[Begin Data excerpts]

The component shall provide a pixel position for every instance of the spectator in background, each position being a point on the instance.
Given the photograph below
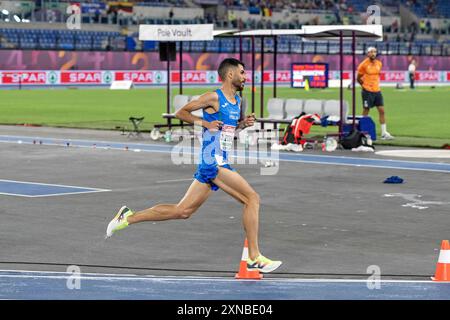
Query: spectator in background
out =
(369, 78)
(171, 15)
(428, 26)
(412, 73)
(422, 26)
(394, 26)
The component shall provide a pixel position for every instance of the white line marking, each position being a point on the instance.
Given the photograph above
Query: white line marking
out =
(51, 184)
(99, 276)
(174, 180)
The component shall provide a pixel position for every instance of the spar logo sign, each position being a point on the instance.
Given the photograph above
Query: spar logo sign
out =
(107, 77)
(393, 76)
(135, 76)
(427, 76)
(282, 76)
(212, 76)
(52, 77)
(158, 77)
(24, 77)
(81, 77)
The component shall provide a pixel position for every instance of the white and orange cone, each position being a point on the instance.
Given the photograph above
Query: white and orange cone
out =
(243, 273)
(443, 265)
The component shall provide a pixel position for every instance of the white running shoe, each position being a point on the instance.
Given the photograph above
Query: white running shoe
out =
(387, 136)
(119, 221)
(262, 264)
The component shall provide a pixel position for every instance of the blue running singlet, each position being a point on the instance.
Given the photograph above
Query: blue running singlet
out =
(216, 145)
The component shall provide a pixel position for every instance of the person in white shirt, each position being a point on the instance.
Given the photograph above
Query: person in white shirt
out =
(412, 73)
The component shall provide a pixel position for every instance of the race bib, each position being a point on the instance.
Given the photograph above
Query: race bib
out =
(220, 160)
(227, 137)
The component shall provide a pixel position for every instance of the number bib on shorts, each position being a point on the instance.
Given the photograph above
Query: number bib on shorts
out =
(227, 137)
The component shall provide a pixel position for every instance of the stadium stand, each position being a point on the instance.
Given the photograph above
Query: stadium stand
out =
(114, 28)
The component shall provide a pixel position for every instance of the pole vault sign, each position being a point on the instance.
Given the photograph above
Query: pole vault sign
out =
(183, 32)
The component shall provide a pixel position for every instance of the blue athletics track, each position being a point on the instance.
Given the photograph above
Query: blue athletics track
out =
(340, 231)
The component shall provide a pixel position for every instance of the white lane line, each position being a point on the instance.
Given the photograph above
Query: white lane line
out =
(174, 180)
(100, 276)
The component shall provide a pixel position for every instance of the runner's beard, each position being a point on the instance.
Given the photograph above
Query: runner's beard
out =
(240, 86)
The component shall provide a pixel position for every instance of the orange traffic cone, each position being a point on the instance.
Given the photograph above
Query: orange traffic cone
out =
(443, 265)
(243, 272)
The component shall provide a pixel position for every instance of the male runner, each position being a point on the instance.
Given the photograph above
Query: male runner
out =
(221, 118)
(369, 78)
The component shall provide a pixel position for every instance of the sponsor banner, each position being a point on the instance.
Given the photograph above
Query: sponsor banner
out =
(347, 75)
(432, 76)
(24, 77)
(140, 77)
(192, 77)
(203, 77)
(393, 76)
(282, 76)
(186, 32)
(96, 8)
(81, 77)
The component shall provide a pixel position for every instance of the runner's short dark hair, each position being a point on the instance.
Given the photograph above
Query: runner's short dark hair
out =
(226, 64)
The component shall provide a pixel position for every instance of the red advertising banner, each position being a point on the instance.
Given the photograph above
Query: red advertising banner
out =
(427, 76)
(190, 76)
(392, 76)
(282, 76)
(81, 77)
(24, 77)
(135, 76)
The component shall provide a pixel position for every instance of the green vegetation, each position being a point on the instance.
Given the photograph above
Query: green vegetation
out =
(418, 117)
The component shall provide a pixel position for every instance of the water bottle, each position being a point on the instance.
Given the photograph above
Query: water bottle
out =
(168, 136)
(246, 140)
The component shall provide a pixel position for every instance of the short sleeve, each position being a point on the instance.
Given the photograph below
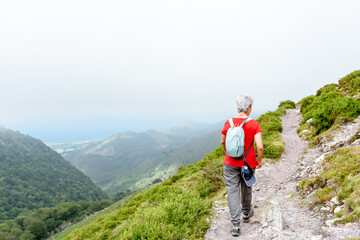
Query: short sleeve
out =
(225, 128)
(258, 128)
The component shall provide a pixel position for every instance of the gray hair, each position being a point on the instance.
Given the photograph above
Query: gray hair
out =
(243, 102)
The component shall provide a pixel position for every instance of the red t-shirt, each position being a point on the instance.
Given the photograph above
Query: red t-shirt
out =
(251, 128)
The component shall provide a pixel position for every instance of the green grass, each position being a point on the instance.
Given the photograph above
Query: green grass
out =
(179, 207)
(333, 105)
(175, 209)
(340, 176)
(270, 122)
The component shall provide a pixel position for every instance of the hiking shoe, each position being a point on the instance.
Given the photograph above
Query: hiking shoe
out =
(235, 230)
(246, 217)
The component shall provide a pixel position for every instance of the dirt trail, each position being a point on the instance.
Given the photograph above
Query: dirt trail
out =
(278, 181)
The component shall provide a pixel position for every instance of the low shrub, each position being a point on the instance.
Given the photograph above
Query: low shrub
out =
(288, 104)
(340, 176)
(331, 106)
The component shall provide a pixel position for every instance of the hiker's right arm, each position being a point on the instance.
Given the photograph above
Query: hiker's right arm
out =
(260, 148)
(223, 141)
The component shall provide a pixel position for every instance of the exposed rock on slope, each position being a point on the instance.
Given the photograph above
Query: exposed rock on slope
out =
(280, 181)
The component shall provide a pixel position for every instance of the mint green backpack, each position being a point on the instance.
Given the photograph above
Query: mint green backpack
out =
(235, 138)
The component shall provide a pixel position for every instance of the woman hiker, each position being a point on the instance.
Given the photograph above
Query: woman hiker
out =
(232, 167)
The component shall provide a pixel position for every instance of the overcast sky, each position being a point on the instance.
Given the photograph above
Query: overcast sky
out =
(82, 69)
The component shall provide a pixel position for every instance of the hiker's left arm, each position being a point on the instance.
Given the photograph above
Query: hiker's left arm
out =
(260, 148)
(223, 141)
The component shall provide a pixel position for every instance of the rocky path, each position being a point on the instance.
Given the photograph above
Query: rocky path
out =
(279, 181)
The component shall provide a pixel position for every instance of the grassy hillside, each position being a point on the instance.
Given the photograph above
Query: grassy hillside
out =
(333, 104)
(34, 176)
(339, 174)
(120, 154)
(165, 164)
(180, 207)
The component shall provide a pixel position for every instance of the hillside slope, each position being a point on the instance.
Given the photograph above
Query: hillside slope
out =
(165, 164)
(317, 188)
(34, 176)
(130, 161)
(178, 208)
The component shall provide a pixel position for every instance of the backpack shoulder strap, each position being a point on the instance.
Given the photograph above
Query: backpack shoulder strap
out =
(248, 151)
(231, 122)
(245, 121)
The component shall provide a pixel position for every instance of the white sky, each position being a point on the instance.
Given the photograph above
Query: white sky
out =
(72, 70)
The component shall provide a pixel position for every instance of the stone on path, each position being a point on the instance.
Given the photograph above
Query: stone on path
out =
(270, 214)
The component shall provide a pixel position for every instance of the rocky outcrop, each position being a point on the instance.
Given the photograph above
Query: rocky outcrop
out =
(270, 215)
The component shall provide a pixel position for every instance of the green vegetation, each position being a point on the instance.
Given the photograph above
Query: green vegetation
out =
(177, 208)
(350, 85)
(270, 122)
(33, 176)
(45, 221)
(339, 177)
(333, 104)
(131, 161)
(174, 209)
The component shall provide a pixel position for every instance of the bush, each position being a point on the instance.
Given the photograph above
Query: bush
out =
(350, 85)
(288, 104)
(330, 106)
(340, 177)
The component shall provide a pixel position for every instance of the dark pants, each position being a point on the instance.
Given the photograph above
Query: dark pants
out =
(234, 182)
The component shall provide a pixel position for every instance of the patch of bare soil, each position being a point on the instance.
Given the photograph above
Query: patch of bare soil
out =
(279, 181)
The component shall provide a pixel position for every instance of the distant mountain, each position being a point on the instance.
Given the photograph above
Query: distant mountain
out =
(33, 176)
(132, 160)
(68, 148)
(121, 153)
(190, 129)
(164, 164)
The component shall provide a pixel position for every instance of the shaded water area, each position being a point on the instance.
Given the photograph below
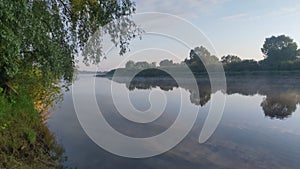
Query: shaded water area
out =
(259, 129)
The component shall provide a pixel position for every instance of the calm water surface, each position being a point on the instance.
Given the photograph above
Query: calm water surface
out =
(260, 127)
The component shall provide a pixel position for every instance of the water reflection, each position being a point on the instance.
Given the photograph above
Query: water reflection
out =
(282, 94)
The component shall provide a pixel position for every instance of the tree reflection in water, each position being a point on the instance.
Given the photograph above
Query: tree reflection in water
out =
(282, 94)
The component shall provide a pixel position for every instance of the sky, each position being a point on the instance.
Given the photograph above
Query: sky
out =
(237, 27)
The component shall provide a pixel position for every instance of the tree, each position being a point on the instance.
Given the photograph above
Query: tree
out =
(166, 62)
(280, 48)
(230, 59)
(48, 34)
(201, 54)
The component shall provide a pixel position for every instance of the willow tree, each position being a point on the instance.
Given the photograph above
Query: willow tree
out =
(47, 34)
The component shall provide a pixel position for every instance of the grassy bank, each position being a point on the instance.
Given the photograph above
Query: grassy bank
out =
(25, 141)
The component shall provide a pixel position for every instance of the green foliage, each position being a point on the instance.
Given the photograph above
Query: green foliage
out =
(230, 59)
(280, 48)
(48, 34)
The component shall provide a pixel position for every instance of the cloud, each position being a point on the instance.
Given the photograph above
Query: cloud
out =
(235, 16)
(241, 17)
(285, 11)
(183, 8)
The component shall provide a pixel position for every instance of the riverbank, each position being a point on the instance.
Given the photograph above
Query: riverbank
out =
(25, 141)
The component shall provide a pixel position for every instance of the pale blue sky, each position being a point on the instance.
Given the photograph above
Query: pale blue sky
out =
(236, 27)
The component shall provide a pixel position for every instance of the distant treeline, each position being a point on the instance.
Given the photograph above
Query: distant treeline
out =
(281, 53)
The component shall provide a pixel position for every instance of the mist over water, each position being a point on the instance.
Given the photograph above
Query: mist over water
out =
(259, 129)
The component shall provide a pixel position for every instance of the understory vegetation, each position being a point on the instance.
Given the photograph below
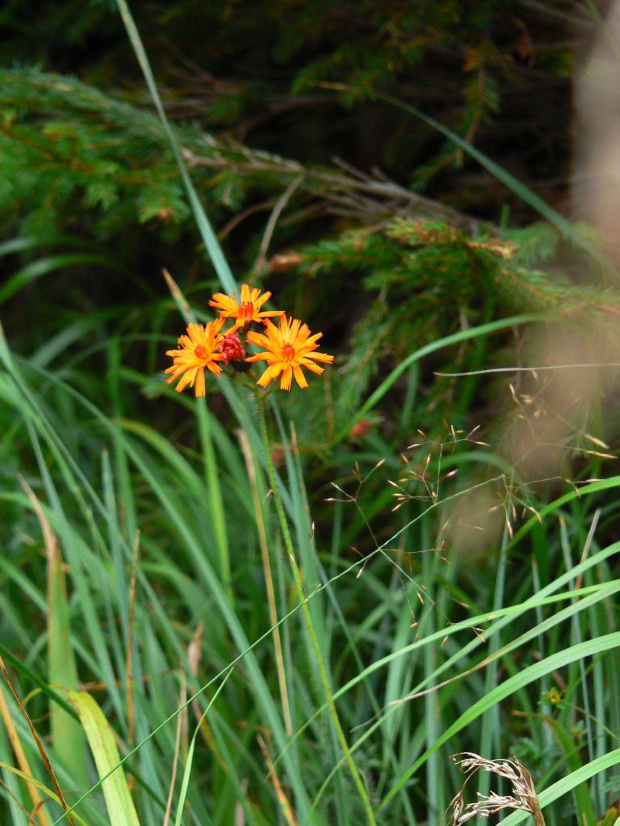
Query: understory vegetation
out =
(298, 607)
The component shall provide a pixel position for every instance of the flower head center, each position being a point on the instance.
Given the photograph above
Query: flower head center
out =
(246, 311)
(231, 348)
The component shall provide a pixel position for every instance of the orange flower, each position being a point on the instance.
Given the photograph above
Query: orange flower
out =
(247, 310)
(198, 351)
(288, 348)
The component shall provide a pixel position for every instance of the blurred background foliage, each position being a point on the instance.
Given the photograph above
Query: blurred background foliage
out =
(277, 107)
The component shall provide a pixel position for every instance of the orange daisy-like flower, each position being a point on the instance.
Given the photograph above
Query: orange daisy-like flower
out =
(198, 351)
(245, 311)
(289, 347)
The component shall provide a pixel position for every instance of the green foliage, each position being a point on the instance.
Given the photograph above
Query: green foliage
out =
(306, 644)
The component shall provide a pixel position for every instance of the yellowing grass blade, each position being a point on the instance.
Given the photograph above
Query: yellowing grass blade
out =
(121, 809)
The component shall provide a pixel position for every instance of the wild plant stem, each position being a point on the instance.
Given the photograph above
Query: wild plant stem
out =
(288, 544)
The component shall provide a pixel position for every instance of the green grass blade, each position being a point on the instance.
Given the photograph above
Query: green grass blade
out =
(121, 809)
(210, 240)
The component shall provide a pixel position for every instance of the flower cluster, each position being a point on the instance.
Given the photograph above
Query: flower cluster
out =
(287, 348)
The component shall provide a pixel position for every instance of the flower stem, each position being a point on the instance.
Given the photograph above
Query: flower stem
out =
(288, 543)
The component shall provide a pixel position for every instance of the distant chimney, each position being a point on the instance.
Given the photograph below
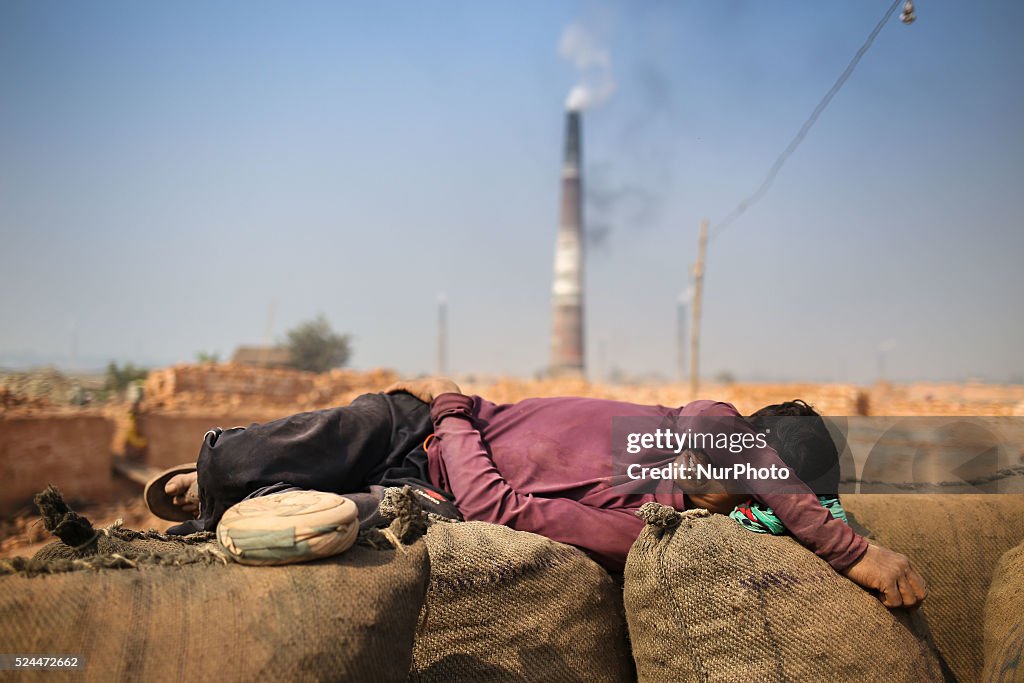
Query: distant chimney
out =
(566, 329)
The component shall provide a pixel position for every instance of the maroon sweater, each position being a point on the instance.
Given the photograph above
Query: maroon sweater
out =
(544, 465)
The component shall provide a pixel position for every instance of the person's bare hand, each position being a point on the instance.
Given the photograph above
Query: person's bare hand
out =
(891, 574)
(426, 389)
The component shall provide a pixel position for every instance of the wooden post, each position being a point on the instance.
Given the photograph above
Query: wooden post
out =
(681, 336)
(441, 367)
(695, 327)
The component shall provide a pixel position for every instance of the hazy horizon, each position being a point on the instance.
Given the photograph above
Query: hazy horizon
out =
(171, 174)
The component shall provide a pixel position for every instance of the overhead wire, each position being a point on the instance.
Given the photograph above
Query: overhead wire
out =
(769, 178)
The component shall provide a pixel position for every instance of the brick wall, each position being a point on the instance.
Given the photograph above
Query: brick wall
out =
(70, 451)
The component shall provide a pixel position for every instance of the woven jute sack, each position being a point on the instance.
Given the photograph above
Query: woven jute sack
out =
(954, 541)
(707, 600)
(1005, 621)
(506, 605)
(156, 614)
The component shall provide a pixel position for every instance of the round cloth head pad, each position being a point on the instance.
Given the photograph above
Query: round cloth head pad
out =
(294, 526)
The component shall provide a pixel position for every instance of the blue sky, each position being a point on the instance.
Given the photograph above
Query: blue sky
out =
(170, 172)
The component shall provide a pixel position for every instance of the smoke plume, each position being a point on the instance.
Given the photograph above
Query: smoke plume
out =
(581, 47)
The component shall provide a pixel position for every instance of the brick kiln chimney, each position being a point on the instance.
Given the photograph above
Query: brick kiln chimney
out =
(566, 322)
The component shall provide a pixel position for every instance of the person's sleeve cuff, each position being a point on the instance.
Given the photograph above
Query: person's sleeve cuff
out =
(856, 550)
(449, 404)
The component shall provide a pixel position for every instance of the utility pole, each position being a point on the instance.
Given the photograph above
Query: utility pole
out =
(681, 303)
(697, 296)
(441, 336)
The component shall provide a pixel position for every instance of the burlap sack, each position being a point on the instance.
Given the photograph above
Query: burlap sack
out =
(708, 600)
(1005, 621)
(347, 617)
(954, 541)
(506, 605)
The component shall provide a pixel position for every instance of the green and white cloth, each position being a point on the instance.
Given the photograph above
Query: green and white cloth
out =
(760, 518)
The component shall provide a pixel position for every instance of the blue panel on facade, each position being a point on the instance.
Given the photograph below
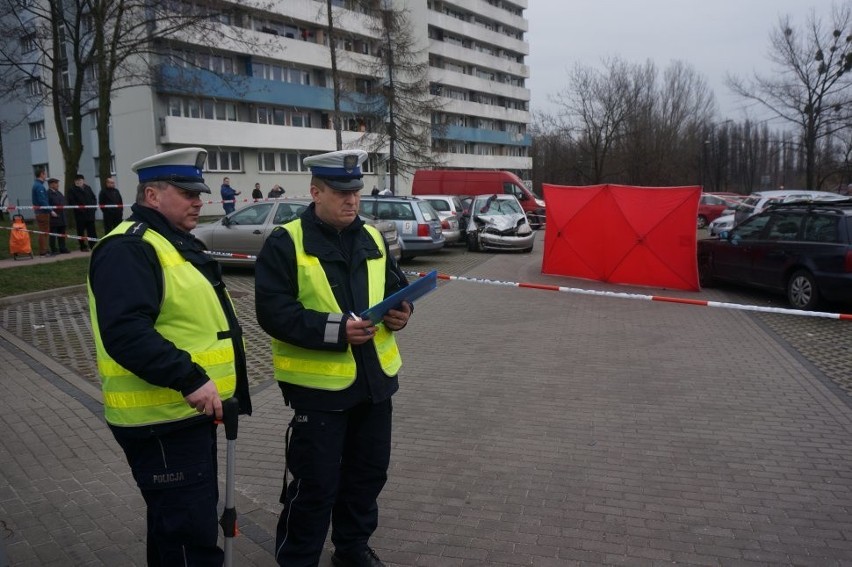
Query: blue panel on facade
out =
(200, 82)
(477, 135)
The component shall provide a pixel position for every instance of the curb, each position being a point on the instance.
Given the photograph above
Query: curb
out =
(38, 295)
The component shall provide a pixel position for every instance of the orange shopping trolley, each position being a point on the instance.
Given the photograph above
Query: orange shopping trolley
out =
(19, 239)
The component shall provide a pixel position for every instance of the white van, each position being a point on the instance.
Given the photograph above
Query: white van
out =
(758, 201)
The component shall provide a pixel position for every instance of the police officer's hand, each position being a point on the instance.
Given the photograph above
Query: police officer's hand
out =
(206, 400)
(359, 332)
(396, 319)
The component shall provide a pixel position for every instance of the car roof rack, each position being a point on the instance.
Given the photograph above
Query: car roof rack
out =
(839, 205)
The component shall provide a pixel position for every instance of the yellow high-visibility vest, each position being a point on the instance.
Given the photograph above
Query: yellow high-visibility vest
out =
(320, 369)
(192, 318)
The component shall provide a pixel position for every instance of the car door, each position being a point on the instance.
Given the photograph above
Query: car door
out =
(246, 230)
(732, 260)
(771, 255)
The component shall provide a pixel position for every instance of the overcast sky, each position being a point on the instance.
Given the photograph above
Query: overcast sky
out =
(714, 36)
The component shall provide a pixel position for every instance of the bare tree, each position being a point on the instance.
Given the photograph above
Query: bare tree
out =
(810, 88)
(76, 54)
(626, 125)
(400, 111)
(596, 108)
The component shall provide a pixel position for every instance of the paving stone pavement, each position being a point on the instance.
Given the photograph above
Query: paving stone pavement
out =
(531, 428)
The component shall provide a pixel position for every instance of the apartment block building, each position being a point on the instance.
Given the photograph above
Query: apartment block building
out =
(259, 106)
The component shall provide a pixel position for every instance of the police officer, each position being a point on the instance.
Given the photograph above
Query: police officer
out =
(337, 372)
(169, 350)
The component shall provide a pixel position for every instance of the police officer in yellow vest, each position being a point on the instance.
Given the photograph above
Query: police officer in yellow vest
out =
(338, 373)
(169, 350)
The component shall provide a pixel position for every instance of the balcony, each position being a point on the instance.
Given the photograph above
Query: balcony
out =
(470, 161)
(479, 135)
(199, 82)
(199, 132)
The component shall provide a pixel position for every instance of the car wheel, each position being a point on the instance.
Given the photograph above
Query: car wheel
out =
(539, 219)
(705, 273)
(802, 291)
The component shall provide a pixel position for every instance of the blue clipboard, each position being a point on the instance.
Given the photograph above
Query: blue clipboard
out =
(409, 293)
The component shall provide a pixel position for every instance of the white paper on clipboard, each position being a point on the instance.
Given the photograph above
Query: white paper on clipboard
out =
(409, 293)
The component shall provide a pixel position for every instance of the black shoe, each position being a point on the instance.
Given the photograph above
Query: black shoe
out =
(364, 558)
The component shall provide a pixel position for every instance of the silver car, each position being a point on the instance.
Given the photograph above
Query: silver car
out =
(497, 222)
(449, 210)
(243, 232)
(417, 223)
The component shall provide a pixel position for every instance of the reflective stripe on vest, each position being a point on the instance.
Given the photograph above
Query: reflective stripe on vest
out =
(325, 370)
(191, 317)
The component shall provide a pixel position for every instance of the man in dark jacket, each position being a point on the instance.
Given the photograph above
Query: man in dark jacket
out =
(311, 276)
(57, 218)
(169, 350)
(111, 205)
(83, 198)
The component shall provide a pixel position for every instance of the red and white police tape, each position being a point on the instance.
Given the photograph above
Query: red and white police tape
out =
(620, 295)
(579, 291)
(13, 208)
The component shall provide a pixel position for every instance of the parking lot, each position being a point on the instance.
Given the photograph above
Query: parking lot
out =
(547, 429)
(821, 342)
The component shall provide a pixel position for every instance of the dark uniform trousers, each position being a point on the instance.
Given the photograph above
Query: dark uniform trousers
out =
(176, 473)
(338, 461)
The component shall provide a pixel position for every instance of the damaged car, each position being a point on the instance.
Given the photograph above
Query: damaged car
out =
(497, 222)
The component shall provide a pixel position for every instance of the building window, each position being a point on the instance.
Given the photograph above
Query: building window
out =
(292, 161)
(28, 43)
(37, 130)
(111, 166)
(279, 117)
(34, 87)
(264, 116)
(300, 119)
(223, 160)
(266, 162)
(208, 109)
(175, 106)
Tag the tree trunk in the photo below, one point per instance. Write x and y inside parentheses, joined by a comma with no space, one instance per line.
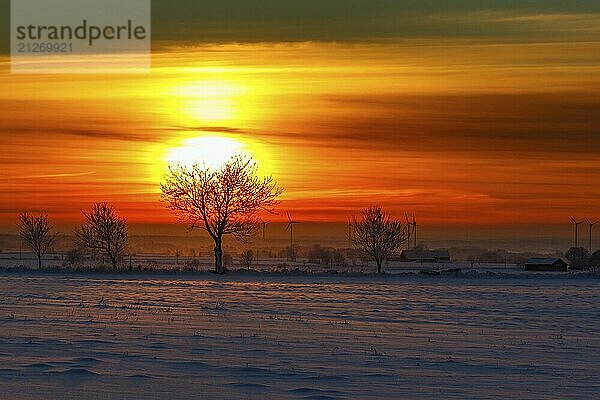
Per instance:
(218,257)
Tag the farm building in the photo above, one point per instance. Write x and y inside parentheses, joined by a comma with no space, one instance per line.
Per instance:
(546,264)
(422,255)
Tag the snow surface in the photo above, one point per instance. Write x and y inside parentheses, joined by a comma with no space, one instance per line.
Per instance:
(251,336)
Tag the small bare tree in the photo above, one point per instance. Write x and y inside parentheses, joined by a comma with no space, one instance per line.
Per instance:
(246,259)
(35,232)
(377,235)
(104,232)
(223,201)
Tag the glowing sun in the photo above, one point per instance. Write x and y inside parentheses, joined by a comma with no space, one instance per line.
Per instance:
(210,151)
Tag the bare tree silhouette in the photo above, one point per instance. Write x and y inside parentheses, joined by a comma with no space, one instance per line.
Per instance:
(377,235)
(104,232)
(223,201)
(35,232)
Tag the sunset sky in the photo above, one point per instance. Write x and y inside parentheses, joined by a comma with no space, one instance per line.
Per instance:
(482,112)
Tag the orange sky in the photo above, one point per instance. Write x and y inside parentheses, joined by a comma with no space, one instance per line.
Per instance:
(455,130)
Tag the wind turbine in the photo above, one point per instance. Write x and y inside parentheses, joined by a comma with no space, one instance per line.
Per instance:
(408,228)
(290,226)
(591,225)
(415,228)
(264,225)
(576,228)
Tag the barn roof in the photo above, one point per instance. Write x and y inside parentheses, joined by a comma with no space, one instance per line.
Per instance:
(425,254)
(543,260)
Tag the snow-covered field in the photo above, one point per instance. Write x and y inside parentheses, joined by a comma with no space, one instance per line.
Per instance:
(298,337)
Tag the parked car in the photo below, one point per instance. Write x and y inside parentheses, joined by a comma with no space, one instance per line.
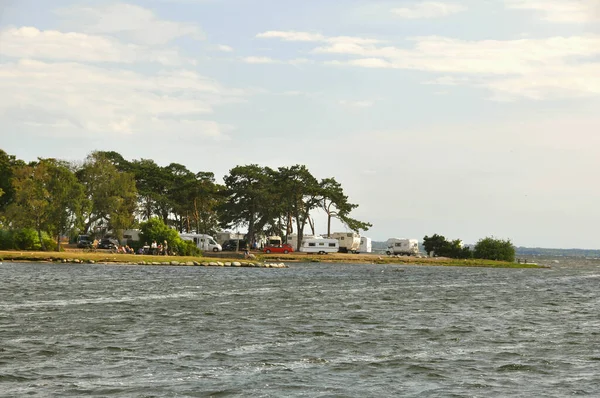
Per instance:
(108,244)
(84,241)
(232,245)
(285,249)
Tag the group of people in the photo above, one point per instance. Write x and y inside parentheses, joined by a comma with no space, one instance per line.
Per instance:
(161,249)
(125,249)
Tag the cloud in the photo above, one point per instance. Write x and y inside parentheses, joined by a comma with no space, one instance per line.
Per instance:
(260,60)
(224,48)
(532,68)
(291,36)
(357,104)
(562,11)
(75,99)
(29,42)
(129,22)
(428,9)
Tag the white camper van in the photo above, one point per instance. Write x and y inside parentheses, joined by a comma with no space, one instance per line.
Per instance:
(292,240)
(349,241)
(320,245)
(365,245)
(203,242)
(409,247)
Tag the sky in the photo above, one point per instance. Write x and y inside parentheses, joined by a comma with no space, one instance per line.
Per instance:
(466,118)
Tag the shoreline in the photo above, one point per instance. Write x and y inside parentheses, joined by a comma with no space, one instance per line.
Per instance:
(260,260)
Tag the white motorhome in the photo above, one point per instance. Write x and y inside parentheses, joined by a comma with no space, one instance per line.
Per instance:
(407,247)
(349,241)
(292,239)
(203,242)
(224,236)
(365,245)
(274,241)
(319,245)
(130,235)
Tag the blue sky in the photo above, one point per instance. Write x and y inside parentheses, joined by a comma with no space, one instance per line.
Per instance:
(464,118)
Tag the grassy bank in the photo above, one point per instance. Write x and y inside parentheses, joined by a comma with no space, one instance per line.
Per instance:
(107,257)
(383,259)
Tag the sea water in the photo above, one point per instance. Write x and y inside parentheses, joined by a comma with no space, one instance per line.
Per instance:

[End Data excerpts]

Work instructions: Exactly as written, give again every line from the one containing "Tag the cloud" through the last line of the material above, and no other lines.

Full output:
Tag the cloud in the photo above, one point per instance. Write x and y inside parentheses, joined by a comma with no space, one instance per line.
Per instance:
(260,60)
(224,48)
(532,68)
(291,36)
(357,104)
(562,11)
(75,99)
(29,42)
(129,22)
(428,9)
Tag the white camper van in the photo above, one point per instance. Write x and y inside parentheses, joined by a comma with no space, one instance per line.
Per instance:
(292,240)
(349,241)
(320,245)
(365,245)
(203,242)
(409,247)
Tag the sky in the photo above, one point per instance. Write x and y inside parentheses, joined by a comma with no space, one instance per line.
Per instance:
(466,118)
Tag the shoreline in the photo above, one point per instance. Write x and y inside parentheses, joined by a comma with no space, one instance per line.
Per instance:
(260,260)
Tag the white motorhome in the photo above, one point per instance. Write x and y inside parentheses, joined by a comma with no space, one instance per line.
Per instance:
(407,247)
(349,241)
(292,239)
(203,242)
(224,236)
(365,245)
(274,241)
(319,245)
(130,235)
Tag the blue sky in the photo above, one point per instance. Write x and y inside parentheses, joined by a comma with no space, one instance per line.
Per instance:
(464,118)
Tag the grassy bank in the photo above, one point per instance. Write x and y inside parentheses, joined by a comma with no space, one instance per line.
Per instance:
(107,257)
(383,259)
Tag the sea water in the photo above, one point per instance. Write x and y inside parentheses, joined by a comma with no space, one instance per line.
Per instance:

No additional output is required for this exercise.